- _抜粋_
----
かたつむり・つれづれ

アズワンコミュニテイ暮らし みやちまさゆき

中秋のお月見会

2015-09-29 07:35:10 | アズワンコミュニテイ暮らし

はたけ公園の蓮池に着いたとき、おっ月さんは東に広がる

水田地帯の暗くなった空に上っていた。

9月27日6時30分過ぎ。

かねてから、中井さんは、「蓮池の端で月見するぞ」と近しい

人にふれまわっていた。

 

これまでも何回か、蓮池のお月見会はやってきた。

中井さんは、アズワンコミュニテイに見学に来る人に、はたけ公園

の案内をする。

蓮池の前に来ると、「蓮の花も見たいけど、蓮根を肴に

して、一杯たしなみたいとおもって、作ったんです」と説明する。

ついでに、「中秋の名月には、萩を眺めながら、酒を酌み交わす

んだよな」と調子にのっていく。

たしかに、6年前、はたけ公園をどういしていくか、はっきりして

いないとき、彼はユンボを借りてきて、穴を堀りはじめていた。

そのころは、仏教に凝っていて、「泥田のなかから咲く蓮の花」

も言っていて、この池にはいろんな思いが込められていたんじゃ

ないかなあ。

 

今年は出遅れたとおもった。

中秋の名月の醍醐味は、天空に昇る前の地平に顔を出してくる

大きな月を眺めることも、その一つだったなあ。

 

宴は何人かではじまっていた。
----
- _問題_
1. お月見会の文章について答えてください。
(a) 蓮池に着いたのは何月何日の何時ごろか。
(b) 中井さんは、蓮池を何を肴に一杯たしなみたくて作ったと説明するか。
(c) 6年前、彼は何を借りてきて穴を掘りはじめたか。
2. お月見会の文章のうち、「蓮池の前に来ると、「蓮の花も見たいけど、蓮根を肴に」を含む語句で始まり「そのころは、仏教に凝っていて、「泥田のなかから咲く蓮の花」」で終わる部分を、「ユンボ」を「ショベルカー」に替えて書き直してください。
3. 中秋のお月見会についての文章を、最後の文の後から書き継いでください。
この後に続く行は参照しなくてかまいません。

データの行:
----
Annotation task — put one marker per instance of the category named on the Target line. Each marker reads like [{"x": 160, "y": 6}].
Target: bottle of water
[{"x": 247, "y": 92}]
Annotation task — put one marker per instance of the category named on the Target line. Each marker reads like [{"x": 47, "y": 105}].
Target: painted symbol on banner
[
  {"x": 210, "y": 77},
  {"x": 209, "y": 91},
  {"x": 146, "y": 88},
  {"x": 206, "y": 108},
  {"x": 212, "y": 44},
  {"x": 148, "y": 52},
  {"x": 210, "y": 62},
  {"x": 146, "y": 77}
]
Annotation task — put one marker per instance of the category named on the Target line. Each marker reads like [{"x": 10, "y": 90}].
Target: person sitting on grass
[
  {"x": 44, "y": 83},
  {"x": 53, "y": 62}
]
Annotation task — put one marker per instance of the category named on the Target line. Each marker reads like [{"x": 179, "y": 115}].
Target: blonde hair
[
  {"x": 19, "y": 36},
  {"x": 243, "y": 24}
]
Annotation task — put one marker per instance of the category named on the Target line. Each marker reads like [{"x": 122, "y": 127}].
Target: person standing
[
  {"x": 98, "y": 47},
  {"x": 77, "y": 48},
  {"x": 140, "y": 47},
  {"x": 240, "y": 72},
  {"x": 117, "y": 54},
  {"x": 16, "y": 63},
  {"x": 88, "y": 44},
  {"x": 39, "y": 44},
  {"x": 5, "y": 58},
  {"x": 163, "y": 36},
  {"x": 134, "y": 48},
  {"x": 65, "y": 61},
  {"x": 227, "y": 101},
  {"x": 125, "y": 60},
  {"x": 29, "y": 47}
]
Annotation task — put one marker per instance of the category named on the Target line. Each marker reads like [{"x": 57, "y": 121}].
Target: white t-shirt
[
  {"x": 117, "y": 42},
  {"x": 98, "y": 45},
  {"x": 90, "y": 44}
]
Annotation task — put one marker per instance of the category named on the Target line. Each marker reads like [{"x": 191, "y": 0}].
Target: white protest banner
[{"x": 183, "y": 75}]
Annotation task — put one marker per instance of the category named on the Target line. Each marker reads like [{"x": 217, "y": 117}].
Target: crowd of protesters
----
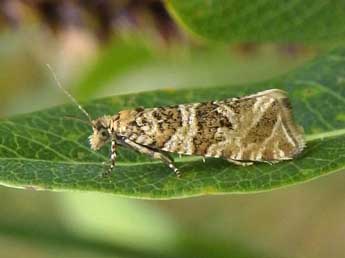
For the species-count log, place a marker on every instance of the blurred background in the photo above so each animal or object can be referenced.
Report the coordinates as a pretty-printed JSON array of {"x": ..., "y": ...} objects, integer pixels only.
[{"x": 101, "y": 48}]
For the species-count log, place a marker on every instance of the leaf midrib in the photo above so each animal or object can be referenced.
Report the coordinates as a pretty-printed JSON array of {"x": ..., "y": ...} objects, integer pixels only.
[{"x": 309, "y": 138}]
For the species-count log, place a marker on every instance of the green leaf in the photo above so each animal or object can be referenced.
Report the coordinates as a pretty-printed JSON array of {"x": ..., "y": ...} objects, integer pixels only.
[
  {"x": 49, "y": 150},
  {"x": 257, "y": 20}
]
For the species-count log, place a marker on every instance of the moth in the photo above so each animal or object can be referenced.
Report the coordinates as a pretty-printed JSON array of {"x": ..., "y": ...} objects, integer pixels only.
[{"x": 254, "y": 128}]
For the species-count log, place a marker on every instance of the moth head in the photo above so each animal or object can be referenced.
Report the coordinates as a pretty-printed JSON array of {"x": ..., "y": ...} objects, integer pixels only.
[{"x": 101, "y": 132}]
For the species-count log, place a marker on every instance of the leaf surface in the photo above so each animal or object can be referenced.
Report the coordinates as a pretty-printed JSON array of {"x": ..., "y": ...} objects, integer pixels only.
----
- _各問の解答_
1.
(a) 9月27日6時30分過ぎ
(b) 蓮根
(c) ユンボ

2.
蓮池の前に来ると、「蓮の花も見たいけど、蓮根を肴に

して、一杯たしなみたいとおもって、作ったんです」と説明する。

ついでに、「中秋の名月には、萩を眺めながら、酒を酌み交わす

んだよな」と調子にのっていく。

たしかに、6年前、はたけ公園をどういしていくか、はっきりして

いないとき、彼はショベルカーを借りてきて、穴を堀りはじめていた。

そのころは、仏教に凝っていて、「泥田のなかから咲く蓮の花」

3.
中井さん、栗屋さん、大津さん、江口さん、英二さん、それに

サイエンズ留学に九州から来ている吉岡さん。

横浜から遊びにきている純子ちゃん。

 

栗屋さんが、名月にちなんだ詩吟を唸るという。

宴には、そのうち、一人二人と暗闇のなかから、灯りに

吸いよせらる虫のように、客人が現われる。

「じゃあ、このへんで、栗屋さん」

「はあーい。どうぞ」

栗屋さん、詩吟、うなるけど、本人も、聞くほうも、もう一つ

調子がでない。

終わって、「わーい」とか声が出たけど、「よくやった」とは

聞こえるけど、「よかったなあ」という詠嘆はない感じ。

 

車で乗り付けてくる人や、自転車でと、人が増えていった。

暗いからよく分からないけど、食べるものそんなにない感じ。

人が来るごとに差し入れがある。

宴は、なにやら楽しげである。

郡山さんが、ついこの間、持続可能な人間関係づくりカレッジに

いったときの感想を楽しそう話す。彼は「つねちゃん」と呼んで

もらっていたらしい。どうみても、「恒公」と呼ぶのがいいと

おもうんだけど。

「はたけ公園の案内で、中井さんがマリーゴールドの花が

可愛いという話をして、感動したんだよなあ」とつねちゃん。

それが、カレッジの座談会のなかでも話題になったという。

カレッジのスタッフの北川さん、弘子さん、佐藤夫妻も

来ていて、その話で盛り上がる。

 

栗屋さんが、人が増えるたびに、詩吟を所望されるように

なった。

「栗屋さん、詠う場所が悪い。栗屋さんがお月さんのほうへ

行って、聴く人がお月さんを眺めながら、聴くというのが

いいんじゃない」

「ついでに、栗屋さんも、お月さんのほう向いたほうが

いいじゃない・・・」(大笑い)

そうしたら、俄然、詠うほうも、聴くほうの調子が上がってきた。

  盛大な拍手。

 

誰かが「池にお月さんが映っている」

一同、にわかに宴席から立ち上がって、蓮池をのぞきこむ。

「ああー、映ってる、映ってる」

「ここから、よく見える」

「二つのおっ月さん、撮れないかなあ。ここなら撮れるよ」

ワイワイ、二つのお月さん鑑賞会。

 

暗いなかから、船田さんの登場。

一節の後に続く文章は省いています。